• Problem requirements
Return all the entries word for word, minus the pictures.
═════ Records for the exercise
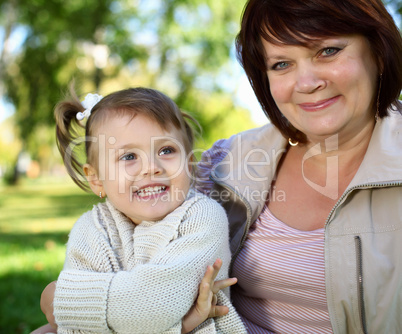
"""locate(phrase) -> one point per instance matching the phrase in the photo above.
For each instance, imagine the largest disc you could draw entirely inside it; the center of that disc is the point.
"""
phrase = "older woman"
(314, 199)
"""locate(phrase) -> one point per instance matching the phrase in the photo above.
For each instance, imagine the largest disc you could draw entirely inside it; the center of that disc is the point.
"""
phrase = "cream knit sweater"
(124, 278)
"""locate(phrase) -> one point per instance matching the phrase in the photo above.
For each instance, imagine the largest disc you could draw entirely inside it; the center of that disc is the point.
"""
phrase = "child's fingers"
(216, 267)
(204, 300)
(222, 284)
(218, 310)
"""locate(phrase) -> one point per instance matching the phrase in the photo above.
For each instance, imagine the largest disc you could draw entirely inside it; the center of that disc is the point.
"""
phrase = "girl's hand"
(205, 306)
(46, 303)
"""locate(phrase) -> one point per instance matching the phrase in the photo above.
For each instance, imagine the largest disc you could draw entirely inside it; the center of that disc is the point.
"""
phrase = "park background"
(184, 48)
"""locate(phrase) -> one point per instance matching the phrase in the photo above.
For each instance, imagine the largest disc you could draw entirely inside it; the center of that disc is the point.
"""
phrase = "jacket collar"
(382, 162)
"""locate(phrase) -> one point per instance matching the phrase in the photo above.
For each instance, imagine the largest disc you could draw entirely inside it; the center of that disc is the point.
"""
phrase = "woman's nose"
(308, 79)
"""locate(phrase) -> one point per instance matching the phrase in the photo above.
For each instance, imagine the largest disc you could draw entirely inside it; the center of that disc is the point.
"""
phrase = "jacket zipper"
(360, 287)
(248, 222)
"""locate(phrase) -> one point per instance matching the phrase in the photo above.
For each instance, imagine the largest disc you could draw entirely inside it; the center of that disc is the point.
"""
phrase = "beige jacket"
(363, 232)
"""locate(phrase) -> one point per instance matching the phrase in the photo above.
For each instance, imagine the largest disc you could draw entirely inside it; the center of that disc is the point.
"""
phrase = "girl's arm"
(204, 307)
(154, 295)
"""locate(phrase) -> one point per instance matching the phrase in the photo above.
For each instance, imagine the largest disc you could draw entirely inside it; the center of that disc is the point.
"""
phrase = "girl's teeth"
(150, 191)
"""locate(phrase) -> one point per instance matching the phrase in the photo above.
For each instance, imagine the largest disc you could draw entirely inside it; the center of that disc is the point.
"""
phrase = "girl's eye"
(330, 51)
(280, 65)
(166, 150)
(129, 156)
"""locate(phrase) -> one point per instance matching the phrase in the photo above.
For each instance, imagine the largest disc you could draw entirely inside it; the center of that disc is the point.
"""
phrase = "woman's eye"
(280, 65)
(166, 150)
(329, 51)
(129, 156)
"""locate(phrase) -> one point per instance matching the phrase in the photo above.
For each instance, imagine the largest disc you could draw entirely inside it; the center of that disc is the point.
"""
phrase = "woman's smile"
(319, 105)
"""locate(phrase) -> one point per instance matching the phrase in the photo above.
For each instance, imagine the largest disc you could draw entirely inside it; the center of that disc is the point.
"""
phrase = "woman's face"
(326, 89)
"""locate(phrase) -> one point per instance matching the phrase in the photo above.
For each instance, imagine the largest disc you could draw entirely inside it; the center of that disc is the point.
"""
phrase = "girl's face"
(326, 89)
(143, 168)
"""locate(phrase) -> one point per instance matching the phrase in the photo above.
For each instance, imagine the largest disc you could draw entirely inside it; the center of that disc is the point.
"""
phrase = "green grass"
(35, 218)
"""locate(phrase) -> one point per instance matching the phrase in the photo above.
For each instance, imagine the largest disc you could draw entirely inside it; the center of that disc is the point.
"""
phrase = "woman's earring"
(377, 113)
(293, 143)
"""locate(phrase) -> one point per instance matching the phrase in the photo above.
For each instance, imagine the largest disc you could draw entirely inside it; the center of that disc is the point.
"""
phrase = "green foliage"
(178, 46)
(35, 219)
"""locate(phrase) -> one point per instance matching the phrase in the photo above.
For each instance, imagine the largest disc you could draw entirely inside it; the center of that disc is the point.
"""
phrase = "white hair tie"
(89, 102)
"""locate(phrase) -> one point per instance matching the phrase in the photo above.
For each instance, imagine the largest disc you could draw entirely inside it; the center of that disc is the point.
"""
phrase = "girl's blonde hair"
(71, 133)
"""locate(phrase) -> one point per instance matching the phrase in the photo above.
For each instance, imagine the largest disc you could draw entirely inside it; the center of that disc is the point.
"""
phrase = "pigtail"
(70, 135)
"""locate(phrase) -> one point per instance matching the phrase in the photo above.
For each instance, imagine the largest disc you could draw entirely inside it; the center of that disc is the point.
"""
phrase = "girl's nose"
(309, 80)
(151, 166)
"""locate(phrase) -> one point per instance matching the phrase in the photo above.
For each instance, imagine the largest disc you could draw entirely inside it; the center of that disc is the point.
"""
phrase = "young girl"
(135, 261)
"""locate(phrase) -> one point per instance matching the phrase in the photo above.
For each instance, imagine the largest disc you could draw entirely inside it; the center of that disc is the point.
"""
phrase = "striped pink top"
(280, 270)
(281, 286)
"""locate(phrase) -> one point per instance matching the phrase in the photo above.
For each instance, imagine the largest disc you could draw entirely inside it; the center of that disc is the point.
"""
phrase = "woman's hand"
(46, 303)
(205, 306)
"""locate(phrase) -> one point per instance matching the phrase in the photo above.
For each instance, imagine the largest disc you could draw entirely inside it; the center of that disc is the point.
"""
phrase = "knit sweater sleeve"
(153, 296)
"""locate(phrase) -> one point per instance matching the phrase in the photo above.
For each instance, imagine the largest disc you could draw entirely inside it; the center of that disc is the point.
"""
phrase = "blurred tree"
(181, 47)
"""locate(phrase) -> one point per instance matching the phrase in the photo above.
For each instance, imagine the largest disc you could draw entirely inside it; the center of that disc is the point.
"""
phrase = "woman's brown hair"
(71, 134)
(302, 22)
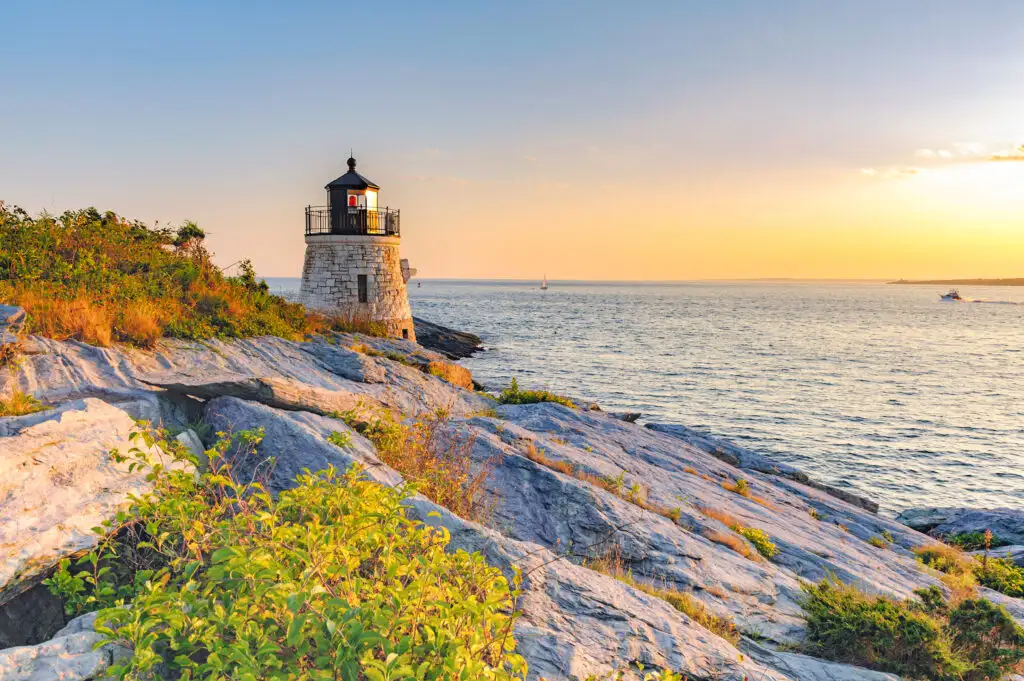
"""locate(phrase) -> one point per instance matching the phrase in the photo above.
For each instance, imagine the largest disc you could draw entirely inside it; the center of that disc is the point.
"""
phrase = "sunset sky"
══════════
• Exercise result
"""locate(phrase) -> one point per instance matching the phrase in the photo above.
For each instance, imagine the largest disc you could draw entirely inside it; the center of that disc is the point.
"""
phrase = "older woman"
(314, 199)
"""locate(phrase) -> one point per instance matching the phrase in the photo above.
For each instance, imagine the largest disc you could draw entirely inside it; the center of that disc is the point.
"""
phrase = "cream knit sweater"
(124, 278)
"""locate(phrase) -> one point per instance matching the phrase in the photo above.
For each instance, imagine the largest disc you could draw entirely inside it; the center of that disc is the point.
"""
phrase = "child's fingers"
(216, 267)
(204, 300)
(222, 284)
(218, 310)
"""locate(phrase) -> one point per instance matching the phrase in the photo above.
For each instance, imagine the largest disc you could draw entirely inside it; the center of that disc is the point.
"""
phrase = "girl's hand"
(205, 306)
(46, 303)
"""locate(phrase) -> one point per instance matching the phrase in the photo above.
For each instance, imagine the largest disc you could draw entirely inside it; the center of that disc is the point.
"""
phrase = "park background"
(184, 48)
"""locate(phrase) -> one point per instance matching the phrase in the photo above.
For each instance, imagine the largest disc you could draw entirely inside it; the center of that disc is the point.
"""
phrase = "jacket collar"
(382, 162)
"""locate(phrase) -> one point per instance matching the phrase in the photo above.
For each instance, imagine the largest disc you could draw entirely inside it; the center of that disc is the point.
"""
phrase = "woman's nose"
(308, 79)
"""locate(phrase) -> one point per instance matching the phrase in the photo above.
For each instance, imagine the largest disc you could draw entirely inside it; the center of that disc is the point.
"""
phrase = "jacket zipper"
(360, 287)
(248, 222)
"""locate(phrase) -> one point per instance matching the phrase in the photo above.
For each instance, imagine the largest disc you could draw entirely inside it; the center of that disc is the point.
"""
phrase = "beige jacket"
(363, 232)
"""locate(phrase) -> one point per instance matching the phrase in the photo above.
For each instance, imagine the largest disc you could draw entirely inside it; the center of that disc is the point.
"""
phrase = "girl's arm"
(204, 307)
(154, 295)
"""locate(phrase) -> one point per instance matching the phrase in the photo above.
For each instance, imagine the largest disc you could draw entirely inside it; the center of that disc is the point.
"""
phrase = "girl's teeth"
(150, 191)
"""locate(phrase) -> one point per instance matching the phrase in the photo above.
For each instance, imagine the largest disc you could draw entirely inside it; the center of that disc is the point.
"""
phrase = "girl's eye"
(330, 51)
(280, 65)
(166, 150)
(129, 156)
"""locate(phrase) -> one point per instance matching the phrase in the photo above.
For each instance, imagine the largest disc you could draw entirely inside it; the center of that disc is the point.
"""
phrase = "woman's eye"
(280, 65)
(166, 150)
(329, 51)
(129, 156)
"""locate(phrase) -> one point per instance matching the phrase in the photo above.
For each instance, imagine the largest disc you could draw entirely inside it; the center of that disc is the point.
"""
phrase = "woman's smile"
(319, 105)
"""locate(phrase) -> one point per instance matching the phrase in the photo above.
For each instance, imagine the largest disc you could draw entirely inside it; the center of that disc is the point.
"""
phrase = "woman's face"
(326, 89)
"""locate(phrase) -> one point per instance matching the phrase in the photo above.
For each instance, imagine the largest disc you could draw entirely inside it; the center of that disc is the point.
"""
phrase = "girl's face"
(326, 89)
(143, 168)
"""locate(phrase) -> one point per instance matching the phrase in the photo above.
For each instance, imagine the largest disc you could draw entirely inside it; the center of that disc is the point.
"""
phrase = "green grass"
(35, 218)
"""locate(phrase) -> one point per instance matching the phrase in the photo above.
For each instance, imagine the largest disc you could draw entirely inside it; the center of that disc is the point.
"""
phrase = "woman's earring"
(377, 113)
(293, 143)
"""locate(phrase) -> one point per instance matching the phrase in the photo above.
For each instance, imagine the largest disc you could draw entirely inside it; the center of that disc is the point.
"""
phrase = "green foliage"
(178, 46)
(35, 219)
"""locate(phrase) -> one point per instance matching the phrase in the photo above.
For each instance, imagine the largest disc you could draw entirely inside it; the center of that disc is the point.
"""
phrase = "white hair tie"
(89, 102)
"""locate(phrase) -> one point per instance matching the phrase in the photo above.
For each instance, imagine the largest disc you could draw entirely inside it; the center of that disc is the point.
"""
phrase = "girl's blonde hair"
(71, 133)
"""locate(phrase) -> one point per instance matching the phrase in the photo above.
For each instance, imagine the largest disc you could draw entirely inside it; the center of that disc is the point.
"""
phrase = "pigtail"
(70, 135)
"""locate(phrase) -> one point per instance matching the phrase in the photo above.
For each instance, imagine the largest disc you could draw entirely inside it; the center of that disc is the point.
"""
phrase = "girl's nose"
(309, 80)
(151, 166)
"""locate(phrase) -> one point per instance matching the phrase in the photo above.
For each instance, imagine the largest disc you could draw entirely inside it; the center of that disc is the point.
"""
phrase = "young girl"
(135, 261)
"""locate(phrase) -> one point per instance matching the phrase in the photo above.
For each instance, imagine the largest disc you could draw entirely inside it; the center of that disc is the point.
"""
phrase = "striped pink top"
(280, 270)
(281, 286)
"""locate(phrase) -> one point per instance matching the phrase in the photo above.
For each instance, imagine the largest disc you could draw entirely inside it; the center of that disc is the point.
"""
phrase = "woman's hand"
(46, 303)
(205, 306)
"""locate(phrase) -> one point per instance matching the phrase in the photo above.
For each instance, imagine the largest disc you could draw entirely inside it; the center of that disc is the point.
"""
phrase = "knit sweater sleeve"
(153, 296)
"""locate(phrase) -> one point per instance matching the phrase in the photo above.
For each instance, imagine the largest disc you could draw entirely inside it; the center of that disc is the point.
"""
phrase = "blurred tree"
(181, 47)
"""locate(phrase) -> one point per instance matching the phrase in the photo above.
For each instance, imagine the largest disc you could draw entirely inside it; the center of that disc is the point.
"""
phrase = "woman's brown hair"
(71, 134)
(302, 22)
"""locate(phrase) -> one point per instance matching the phrase in the photo above.
For each instance, imagine the largest disc you could draw entirely inside it; the center of that disc is the point.
"""
phrase = "sunset sky"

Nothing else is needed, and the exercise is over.